= STATED GOAL =
Count the lines in the rows below that contain the string "green" with matching case. What is that number? Reply with the number alone.

= MATERIAL FOR THE TASK =
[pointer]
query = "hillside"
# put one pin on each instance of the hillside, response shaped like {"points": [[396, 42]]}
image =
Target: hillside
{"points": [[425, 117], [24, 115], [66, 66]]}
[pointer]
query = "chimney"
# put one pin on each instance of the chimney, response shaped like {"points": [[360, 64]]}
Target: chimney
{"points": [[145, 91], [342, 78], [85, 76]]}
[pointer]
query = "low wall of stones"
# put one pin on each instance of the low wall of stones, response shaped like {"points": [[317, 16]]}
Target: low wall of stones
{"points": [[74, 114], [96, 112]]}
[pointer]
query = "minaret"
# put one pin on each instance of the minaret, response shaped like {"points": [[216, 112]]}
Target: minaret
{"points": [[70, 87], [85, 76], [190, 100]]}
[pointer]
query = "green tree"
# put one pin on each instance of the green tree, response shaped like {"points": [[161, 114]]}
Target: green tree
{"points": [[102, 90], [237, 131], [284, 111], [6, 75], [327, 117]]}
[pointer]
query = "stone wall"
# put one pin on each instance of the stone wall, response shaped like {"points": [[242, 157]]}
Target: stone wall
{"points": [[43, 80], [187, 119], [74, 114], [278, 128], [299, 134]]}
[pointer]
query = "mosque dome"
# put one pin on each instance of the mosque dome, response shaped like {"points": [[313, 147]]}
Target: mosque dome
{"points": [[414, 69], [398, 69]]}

...

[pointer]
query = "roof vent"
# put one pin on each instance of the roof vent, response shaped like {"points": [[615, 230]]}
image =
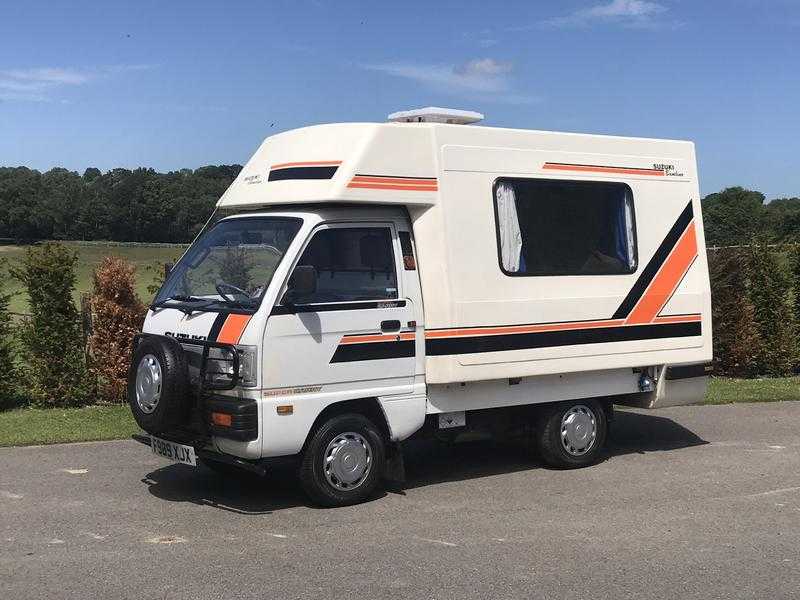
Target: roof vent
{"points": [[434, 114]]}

= EXERCISE ANSWER =
3